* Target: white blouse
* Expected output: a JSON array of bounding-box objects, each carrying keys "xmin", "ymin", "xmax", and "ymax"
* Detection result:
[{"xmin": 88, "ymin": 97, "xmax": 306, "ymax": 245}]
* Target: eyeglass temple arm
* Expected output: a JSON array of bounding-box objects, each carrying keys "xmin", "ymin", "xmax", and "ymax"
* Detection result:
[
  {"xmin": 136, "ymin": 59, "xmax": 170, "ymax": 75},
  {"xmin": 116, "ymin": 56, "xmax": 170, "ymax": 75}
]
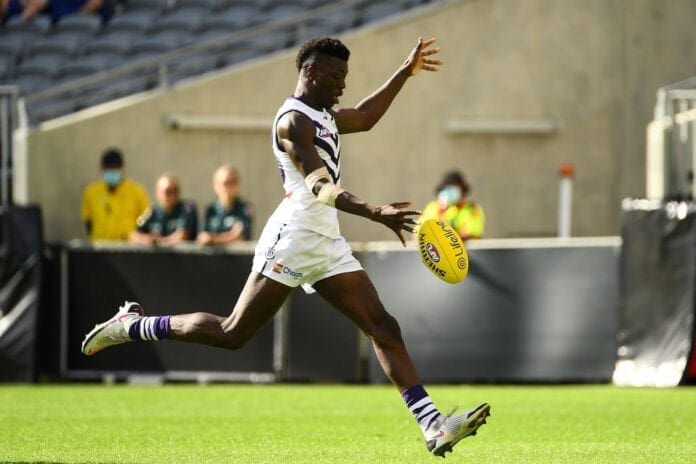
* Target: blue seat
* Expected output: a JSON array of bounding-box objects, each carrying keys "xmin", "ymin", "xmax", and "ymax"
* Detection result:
[
  {"xmin": 3, "ymin": 15, "xmax": 51, "ymax": 34},
  {"xmin": 53, "ymin": 14, "xmax": 102, "ymax": 37}
]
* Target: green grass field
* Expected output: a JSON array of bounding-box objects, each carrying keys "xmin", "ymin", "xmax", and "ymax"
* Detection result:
[{"xmin": 0, "ymin": 385, "xmax": 696, "ymax": 464}]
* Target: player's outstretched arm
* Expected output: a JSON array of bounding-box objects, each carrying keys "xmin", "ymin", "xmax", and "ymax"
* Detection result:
[
  {"xmin": 334, "ymin": 37, "xmax": 443, "ymax": 134},
  {"xmin": 277, "ymin": 112, "xmax": 421, "ymax": 246}
]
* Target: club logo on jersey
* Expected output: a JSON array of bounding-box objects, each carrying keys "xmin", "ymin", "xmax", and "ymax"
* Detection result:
[
  {"xmin": 319, "ymin": 126, "xmax": 331, "ymax": 139},
  {"xmin": 425, "ymin": 242, "xmax": 440, "ymax": 263},
  {"xmin": 273, "ymin": 262, "xmax": 303, "ymax": 280}
]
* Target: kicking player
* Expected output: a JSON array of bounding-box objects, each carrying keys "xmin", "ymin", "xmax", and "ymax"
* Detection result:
[{"xmin": 82, "ymin": 37, "xmax": 490, "ymax": 457}]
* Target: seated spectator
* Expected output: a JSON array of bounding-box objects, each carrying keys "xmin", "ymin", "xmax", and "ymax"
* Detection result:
[
  {"xmin": 0, "ymin": 0, "xmax": 48, "ymax": 22},
  {"xmin": 130, "ymin": 174, "xmax": 198, "ymax": 245},
  {"xmin": 420, "ymin": 171, "xmax": 486, "ymax": 240},
  {"xmin": 81, "ymin": 148, "xmax": 150, "ymax": 241},
  {"xmin": 198, "ymin": 165, "xmax": 253, "ymax": 245}
]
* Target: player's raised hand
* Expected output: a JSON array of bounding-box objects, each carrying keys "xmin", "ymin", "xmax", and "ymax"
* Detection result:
[
  {"xmin": 404, "ymin": 37, "xmax": 444, "ymax": 76},
  {"xmin": 372, "ymin": 201, "xmax": 421, "ymax": 246}
]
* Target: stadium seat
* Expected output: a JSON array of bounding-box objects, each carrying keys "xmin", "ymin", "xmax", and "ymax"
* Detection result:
[
  {"xmin": 131, "ymin": 31, "xmax": 194, "ymax": 56},
  {"xmin": 9, "ymin": 74, "xmax": 52, "ymax": 95},
  {"xmin": 363, "ymin": 2, "xmax": 404, "ymax": 23},
  {"xmin": 57, "ymin": 53, "xmax": 123, "ymax": 82},
  {"xmin": 0, "ymin": 53, "xmax": 15, "ymax": 81},
  {"xmin": 0, "ymin": 33, "xmax": 29, "ymax": 59},
  {"xmin": 3, "ymin": 15, "xmax": 51, "ymax": 35},
  {"xmin": 25, "ymin": 33, "xmax": 83, "ymax": 57},
  {"xmin": 263, "ymin": 3, "xmax": 307, "ymax": 21},
  {"xmin": 53, "ymin": 15, "xmax": 102, "ymax": 37},
  {"xmin": 175, "ymin": 0, "xmax": 218, "ymax": 11},
  {"xmin": 82, "ymin": 31, "xmax": 140, "ymax": 55},
  {"xmin": 200, "ymin": 5, "xmax": 259, "ymax": 32},
  {"xmin": 104, "ymin": 10, "xmax": 160, "ymax": 34},
  {"xmin": 15, "ymin": 55, "xmax": 66, "ymax": 82},
  {"xmin": 125, "ymin": 0, "xmax": 170, "ymax": 14},
  {"xmin": 150, "ymin": 8, "xmax": 207, "ymax": 33}
]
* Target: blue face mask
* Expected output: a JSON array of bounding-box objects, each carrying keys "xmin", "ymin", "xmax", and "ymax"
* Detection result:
[
  {"xmin": 102, "ymin": 169, "xmax": 122, "ymax": 187},
  {"xmin": 437, "ymin": 185, "xmax": 462, "ymax": 206}
]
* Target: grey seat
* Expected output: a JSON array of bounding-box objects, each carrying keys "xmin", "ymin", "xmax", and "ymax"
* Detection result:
[
  {"xmin": 200, "ymin": 6, "xmax": 259, "ymax": 32},
  {"xmin": 126, "ymin": 0, "xmax": 169, "ymax": 14},
  {"xmin": 16, "ymin": 55, "xmax": 66, "ymax": 81},
  {"xmin": 57, "ymin": 54, "xmax": 122, "ymax": 81},
  {"xmin": 25, "ymin": 33, "xmax": 83, "ymax": 57},
  {"xmin": 10, "ymin": 74, "xmax": 53, "ymax": 95},
  {"xmin": 263, "ymin": 3, "xmax": 307, "ymax": 21},
  {"xmin": 363, "ymin": 1, "xmax": 408, "ymax": 23},
  {"xmin": 150, "ymin": 8, "xmax": 207, "ymax": 33},
  {"xmin": 131, "ymin": 30, "xmax": 194, "ymax": 56},
  {"xmin": 82, "ymin": 31, "xmax": 140, "ymax": 55},
  {"xmin": 104, "ymin": 10, "xmax": 160, "ymax": 33},
  {"xmin": 0, "ymin": 53, "xmax": 15, "ymax": 80},
  {"xmin": 0, "ymin": 33, "xmax": 31, "ymax": 58}
]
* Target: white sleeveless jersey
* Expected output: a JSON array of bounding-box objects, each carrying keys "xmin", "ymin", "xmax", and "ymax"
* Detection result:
[{"xmin": 268, "ymin": 97, "xmax": 341, "ymax": 238}]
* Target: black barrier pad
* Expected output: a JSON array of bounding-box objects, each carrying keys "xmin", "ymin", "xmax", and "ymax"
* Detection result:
[
  {"xmin": 615, "ymin": 202, "xmax": 696, "ymax": 385},
  {"xmin": 0, "ymin": 207, "xmax": 42, "ymax": 382},
  {"xmin": 67, "ymin": 250, "xmax": 273, "ymax": 372}
]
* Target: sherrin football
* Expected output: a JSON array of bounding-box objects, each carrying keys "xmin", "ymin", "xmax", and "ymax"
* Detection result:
[{"xmin": 418, "ymin": 219, "xmax": 469, "ymax": 284}]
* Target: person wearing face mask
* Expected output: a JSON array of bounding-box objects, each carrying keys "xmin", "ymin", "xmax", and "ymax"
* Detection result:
[
  {"xmin": 196, "ymin": 165, "xmax": 253, "ymax": 245},
  {"xmin": 129, "ymin": 174, "xmax": 198, "ymax": 246},
  {"xmin": 81, "ymin": 148, "xmax": 150, "ymax": 241},
  {"xmin": 420, "ymin": 171, "xmax": 486, "ymax": 240}
]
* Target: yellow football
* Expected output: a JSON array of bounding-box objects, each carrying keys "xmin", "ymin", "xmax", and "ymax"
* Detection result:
[{"xmin": 418, "ymin": 219, "xmax": 469, "ymax": 284}]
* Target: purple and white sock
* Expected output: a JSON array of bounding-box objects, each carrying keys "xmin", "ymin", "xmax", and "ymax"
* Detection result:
[
  {"xmin": 128, "ymin": 316, "xmax": 169, "ymax": 341},
  {"xmin": 401, "ymin": 385, "xmax": 441, "ymax": 433}
]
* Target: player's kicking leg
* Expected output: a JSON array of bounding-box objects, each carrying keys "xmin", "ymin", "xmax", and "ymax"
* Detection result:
[
  {"xmin": 82, "ymin": 272, "xmax": 292, "ymax": 355},
  {"xmin": 313, "ymin": 271, "xmax": 491, "ymax": 457}
]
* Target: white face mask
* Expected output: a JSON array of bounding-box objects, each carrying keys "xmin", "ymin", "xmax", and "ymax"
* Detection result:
[{"xmin": 437, "ymin": 185, "xmax": 462, "ymax": 206}]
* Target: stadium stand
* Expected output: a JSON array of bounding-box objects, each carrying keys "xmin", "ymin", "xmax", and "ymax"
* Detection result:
[{"xmin": 0, "ymin": 0, "xmax": 438, "ymax": 124}]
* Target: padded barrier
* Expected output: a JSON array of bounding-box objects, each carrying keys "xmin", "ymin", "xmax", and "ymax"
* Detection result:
[{"xmin": 613, "ymin": 200, "xmax": 696, "ymax": 386}]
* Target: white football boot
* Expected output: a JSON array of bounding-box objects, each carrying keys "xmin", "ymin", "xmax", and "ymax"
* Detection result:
[
  {"xmin": 425, "ymin": 403, "xmax": 491, "ymax": 458},
  {"xmin": 82, "ymin": 301, "xmax": 143, "ymax": 356}
]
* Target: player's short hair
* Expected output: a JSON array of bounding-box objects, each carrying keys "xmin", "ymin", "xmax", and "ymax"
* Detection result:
[
  {"xmin": 101, "ymin": 148, "xmax": 123, "ymax": 169},
  {"xmin": 435, "ymin": 171, "xmax": 471, "ymax": 195},
  {"xmin": 295, "ymin": 36, "xmax": 350, "ymax": 71}
]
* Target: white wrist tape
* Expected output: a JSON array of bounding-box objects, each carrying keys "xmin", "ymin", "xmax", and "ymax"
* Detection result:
[
  {"xmin": 305, "ymin": 167, "xmax": 345, "ymax": 208},
  {"xmin": 305, "ymin": 167, "xmax": 331, "ymax": 193}
]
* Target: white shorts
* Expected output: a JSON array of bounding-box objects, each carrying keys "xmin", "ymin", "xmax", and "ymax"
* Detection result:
[{"xmin": 251, "ymin": 222, "xmax": 362, "ymax": 293}]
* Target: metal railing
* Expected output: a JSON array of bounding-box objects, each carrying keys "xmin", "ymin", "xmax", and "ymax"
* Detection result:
[
  {"xmin": 646, "ymin": 77, "xmax": 696, "ymax": 201},
  {"xmin": 0, "ymin": 85, "xmax": 19, "ymax": 206},
  {"xmin": 24, "ymin": 0, "xmax": 396, "ymax": 123}
]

····················

▶ _Written task_: Count the lines in the material above that contain the string "kicking", and give only that number.

▶ _Problem solution_: 2